Monday, July 9, 2012

What the Holy See Is Telling the UN Rio+20

What the Holy See Is Telling the UN (Part 1)
Archbishop Chullikatt Explains Rio+20

RIO DE JANEIRO, Brazil, JUNE 27, 2012 ( Archbishop Francis Chullikatt, the permanent observer of the Holy See's Mission to the United Nations, participated last week in a major UN conference in Brazil, Rio+20.

He explained to us both the conference itself, and the message the Holy See tried to promote there.

Part 2 of this interview will be published Thursday.

ZENIT: What is Rio+20?

Archbishop Chullikatt: It is the short name for the United Nations Conference on Sustainable Development held in Rio de Janeiro, Brazil, 20-22 June 2012. It marks the 20th Anniversary of the 1992 United Nations Conference on Environment and Development (UNCED), which also was held in Rio de Janeiro (the so-called Earth Summit). The scope of Rio+20 was to foster truly sustainable social, economic and environmental development for our planet and for present and future generations.

ZENIT: How was it organized?

Archbishop Chullikatt: It was organized within the United Nations system pursuant to General Assembly Resolutions 64/236 and 66/197 and was envisaged as a UN Conference which would bring together world leaders along with thousands of participants from governments, with a view to reducing poverty, advancing social equity and ensuring environmental protection. The Conference was attended by many Heads of State/Government, several intergovernmental organizations, such as the European Union, the African Union, the Group of Latin American Countries, the private sector and numerous Non-Governmental Organizations. Also present at the Conference were a good number of Catholic non-governmental organizations active in civil society, both in Brazil and internationally, who support the Holy See and work at the grass-roots level with communities in need.

Stated task ▸ Continue the interview about the Holy See at Rio+20 from the point where it stops. The items after this interview have nothing to do with it.

Dataset ▸

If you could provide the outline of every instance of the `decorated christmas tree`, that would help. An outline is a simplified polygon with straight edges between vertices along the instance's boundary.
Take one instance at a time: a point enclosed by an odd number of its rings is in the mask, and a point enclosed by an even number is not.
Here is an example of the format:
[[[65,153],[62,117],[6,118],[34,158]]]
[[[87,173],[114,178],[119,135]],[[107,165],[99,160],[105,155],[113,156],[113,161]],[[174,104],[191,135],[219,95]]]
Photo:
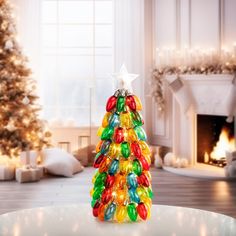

Result below ▸
Prior to the commencement of the Conference, there were a series of three preparatory meetings and a number of informal meetings where the final Outcome Document was negotiated and ultimately agreed upon (A/CONF.216/L.1, dated 19 June 2012).

ZENIT: What is the nature and structure of the Outcome Document and what themes were discussed?

Archbishop Chullikatt: The Outcome Document was formally adopted by the Conference on Friday night, 22 June 2012. It is a non-binding document entitled “The Future We Want”. It is 49 pages long with 283 paragraphs divided into six parts. Part I: Our Common Vision; Part II: Renewing Political Commitment; Part III: Green Economy in the Context of Sustainable Development and Poverty eradication; Part IV: Institutional Framework for Sustainable Development; Part V: Framework for Action and Follow-up; VI Means of Implementation.

Rio+20 focused on issues mentioned above and various priority areas including, among others, decent jobs, energy, sustainable cities, food security and sustainable agriculture, water, oceans and disaster readiness.

ZENIT: What is the Holy See’s Position on these themes?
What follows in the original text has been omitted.